For enhanced summarization quality, you can automatically generate
meeting context from documentation materials using the
generate_context() function. This extracts expected agendas, event
descriptions, audience information, vocabulary lists, and speech-to-text
prompts from meeting materials (PDFs, DOCX, PPTX, Excel files).
# Generate context from documentation in a materials folder
generate_context(
target_dir = "meeting_folder",
material_dir = "documentation", # Folder with meeting materials
strategy = "agentic" # Multi-pass context generation (recommended)
)
# Context is automatically used by speech_to_summary_workflow() when generate_context = TRUE
speech_to_summary_workflow(
target_dir = "meeting_folder",
generate_context = TRUE, # Enable automatic context generation
# ... other arguments
)Model recommendations: Use large, state-of-the-art models like
GPT-5.2 and the agentic strategy for best results. The one_pass
strategy is suitable for a cost-effective solution.
Configuration Options: Several global options control context generation behavior:
minutemaker_context_material_dir: Directory name for documentation materials (default:documentation)minutemaker_context_gen_strategy: Generation strategy -agentic(recommended) orone_pass(default:agentic)minutemaker_context_gen_llm_model: Specific llmR model label for context generation (optional, uses active model if unset)minutemaker_overwrite_context: Whether to overwrite existing context files (default:FALSE)

Saved data entries
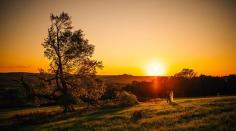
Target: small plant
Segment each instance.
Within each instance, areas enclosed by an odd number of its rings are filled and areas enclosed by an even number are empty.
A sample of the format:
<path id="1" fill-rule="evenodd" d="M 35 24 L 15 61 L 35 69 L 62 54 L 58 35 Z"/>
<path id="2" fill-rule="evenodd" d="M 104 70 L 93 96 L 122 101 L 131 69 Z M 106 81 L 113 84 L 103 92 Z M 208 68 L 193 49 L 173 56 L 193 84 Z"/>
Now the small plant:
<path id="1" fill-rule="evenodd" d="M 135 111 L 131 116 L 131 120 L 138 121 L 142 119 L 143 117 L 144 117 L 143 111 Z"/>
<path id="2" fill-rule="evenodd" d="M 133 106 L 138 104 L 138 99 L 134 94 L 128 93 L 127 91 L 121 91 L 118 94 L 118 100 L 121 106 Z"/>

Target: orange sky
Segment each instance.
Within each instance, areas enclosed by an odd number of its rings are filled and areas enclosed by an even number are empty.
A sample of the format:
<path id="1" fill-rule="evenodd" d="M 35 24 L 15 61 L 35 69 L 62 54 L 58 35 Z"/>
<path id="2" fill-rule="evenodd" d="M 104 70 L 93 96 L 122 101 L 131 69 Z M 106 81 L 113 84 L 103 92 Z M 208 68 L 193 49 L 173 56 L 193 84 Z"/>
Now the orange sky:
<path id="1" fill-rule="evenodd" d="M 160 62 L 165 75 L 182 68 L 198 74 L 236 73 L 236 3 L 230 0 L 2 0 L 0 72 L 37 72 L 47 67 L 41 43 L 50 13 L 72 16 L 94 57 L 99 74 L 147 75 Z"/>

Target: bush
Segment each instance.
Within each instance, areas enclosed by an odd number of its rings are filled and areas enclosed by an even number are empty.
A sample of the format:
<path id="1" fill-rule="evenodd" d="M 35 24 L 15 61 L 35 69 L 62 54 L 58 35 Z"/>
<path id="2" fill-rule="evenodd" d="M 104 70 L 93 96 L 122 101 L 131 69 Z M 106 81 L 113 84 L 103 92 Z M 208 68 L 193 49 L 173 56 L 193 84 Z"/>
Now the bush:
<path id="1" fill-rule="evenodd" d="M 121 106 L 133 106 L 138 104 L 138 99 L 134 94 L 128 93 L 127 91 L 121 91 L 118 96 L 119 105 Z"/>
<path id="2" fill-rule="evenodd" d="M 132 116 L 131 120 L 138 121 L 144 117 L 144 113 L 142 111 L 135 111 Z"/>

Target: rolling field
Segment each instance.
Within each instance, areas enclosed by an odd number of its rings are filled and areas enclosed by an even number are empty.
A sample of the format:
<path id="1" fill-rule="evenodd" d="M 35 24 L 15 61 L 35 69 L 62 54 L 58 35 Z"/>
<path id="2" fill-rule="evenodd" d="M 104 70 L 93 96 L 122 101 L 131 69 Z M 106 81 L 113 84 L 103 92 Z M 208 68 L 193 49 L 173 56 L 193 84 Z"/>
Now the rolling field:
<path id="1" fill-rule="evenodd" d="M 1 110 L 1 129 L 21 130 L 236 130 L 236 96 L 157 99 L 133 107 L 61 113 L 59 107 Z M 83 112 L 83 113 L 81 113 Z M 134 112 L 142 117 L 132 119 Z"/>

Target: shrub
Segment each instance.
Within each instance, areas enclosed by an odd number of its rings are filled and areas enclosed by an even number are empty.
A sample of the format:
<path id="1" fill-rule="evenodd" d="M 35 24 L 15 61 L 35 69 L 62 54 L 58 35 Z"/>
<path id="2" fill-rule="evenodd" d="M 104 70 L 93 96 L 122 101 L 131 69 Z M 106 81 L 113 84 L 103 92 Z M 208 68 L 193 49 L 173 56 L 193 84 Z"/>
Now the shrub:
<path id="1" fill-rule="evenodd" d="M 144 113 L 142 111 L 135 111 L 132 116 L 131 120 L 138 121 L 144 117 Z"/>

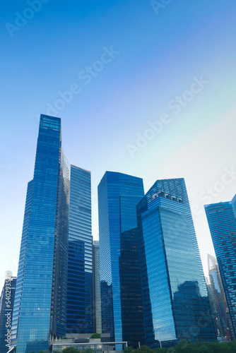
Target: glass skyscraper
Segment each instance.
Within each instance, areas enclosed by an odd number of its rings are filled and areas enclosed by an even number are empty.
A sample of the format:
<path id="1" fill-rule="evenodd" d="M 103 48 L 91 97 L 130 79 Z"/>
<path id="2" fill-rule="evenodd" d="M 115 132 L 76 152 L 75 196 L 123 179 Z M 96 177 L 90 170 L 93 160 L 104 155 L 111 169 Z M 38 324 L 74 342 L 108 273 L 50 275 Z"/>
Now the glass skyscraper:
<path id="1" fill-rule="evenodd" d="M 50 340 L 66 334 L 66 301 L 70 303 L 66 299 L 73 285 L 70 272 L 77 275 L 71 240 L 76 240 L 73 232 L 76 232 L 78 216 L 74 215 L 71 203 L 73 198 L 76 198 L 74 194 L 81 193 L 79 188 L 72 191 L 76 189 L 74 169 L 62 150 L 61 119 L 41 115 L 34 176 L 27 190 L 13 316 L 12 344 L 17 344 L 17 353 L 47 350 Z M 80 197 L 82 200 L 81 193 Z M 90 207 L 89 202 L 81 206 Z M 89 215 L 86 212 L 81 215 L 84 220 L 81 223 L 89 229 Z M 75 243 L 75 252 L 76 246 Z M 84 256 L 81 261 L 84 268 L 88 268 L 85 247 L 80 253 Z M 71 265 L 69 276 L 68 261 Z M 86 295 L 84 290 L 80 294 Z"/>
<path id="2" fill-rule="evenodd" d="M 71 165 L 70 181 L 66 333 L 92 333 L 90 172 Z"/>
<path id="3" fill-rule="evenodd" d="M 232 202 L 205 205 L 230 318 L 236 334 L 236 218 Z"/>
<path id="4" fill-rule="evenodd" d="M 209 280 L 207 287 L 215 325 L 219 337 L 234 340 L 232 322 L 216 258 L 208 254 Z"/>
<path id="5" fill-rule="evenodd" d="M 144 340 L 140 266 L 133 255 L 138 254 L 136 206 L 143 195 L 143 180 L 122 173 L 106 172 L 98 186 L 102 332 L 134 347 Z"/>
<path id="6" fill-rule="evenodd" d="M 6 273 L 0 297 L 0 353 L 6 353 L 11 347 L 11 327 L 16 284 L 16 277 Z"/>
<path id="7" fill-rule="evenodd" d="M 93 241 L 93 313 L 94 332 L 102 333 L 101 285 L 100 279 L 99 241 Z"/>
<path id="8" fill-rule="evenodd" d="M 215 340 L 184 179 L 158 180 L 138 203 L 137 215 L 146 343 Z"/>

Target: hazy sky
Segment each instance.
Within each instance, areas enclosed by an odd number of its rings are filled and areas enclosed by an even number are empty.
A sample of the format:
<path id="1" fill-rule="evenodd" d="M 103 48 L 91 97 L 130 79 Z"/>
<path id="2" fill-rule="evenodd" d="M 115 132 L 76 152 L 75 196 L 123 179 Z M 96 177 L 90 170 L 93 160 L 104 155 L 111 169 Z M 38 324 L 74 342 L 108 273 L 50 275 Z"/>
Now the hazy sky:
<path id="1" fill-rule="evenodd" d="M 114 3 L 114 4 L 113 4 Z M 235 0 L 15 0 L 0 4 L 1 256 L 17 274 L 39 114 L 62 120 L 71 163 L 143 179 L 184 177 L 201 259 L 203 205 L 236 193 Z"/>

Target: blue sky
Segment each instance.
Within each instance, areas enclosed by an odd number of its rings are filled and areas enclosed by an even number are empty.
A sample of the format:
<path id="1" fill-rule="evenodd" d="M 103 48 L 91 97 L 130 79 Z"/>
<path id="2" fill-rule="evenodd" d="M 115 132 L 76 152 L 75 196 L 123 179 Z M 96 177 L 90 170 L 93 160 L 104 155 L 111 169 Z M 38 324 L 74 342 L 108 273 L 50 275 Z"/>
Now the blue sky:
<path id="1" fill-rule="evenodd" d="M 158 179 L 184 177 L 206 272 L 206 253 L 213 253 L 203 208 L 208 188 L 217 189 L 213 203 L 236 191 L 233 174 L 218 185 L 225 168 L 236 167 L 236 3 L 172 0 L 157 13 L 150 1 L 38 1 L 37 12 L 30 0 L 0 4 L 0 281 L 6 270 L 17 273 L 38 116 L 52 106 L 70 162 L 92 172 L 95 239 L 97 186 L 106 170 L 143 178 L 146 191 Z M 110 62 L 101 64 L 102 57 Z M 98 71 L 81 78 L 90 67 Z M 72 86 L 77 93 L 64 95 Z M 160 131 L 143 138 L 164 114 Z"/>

Your goal → Please extend the passage on generating meeting context, picking up right after its final line. The rows are separate material and are not part of the passage on generating meeting context.

Written response →
Set these options globally to customize context generation:
options(
minutemaker_context_material_dir = "documentation",
minutemaker_context_gen_strategy = "agentic",
minutemaker_context_gen_llm_model = "your_context_model",
minutemaker_overwrite_context = FALSE
)If you already have a transcript from your meeting platform (such as WebEx VTT files, SRT files, or MS Teams DOCX exports), you can skip the speech-to-text transcription entirely and start directly with the transcript. The package supports:
- WebEx transcripts (.vtt files)
- Generic SRT subtitles (.srt files)
- MS Teams transcripts (.docx files exported from Teams meetings)
This approach saves time and API costs while maintaining all downstream functionality like LLM-based correction, agenda inference, and summarization.
# Use an external transcript directly
speech_to_summary_workflow(
target_dir = "path/to/your/project",
# Skip audio processing entirely by providing external transcript
external_transcript = "path/to/transcript.vtt", # or .srt, or .docx
source_audio = NULL, # No audio file needed
# Enable speaker diarization import if available in the transcript
import_diarization = TRUE,
# All other arguments work the same as with audio input
use_agenda = "yes",
llm_provider = "openai",
formatted_output_file = "meeting_summary.txt"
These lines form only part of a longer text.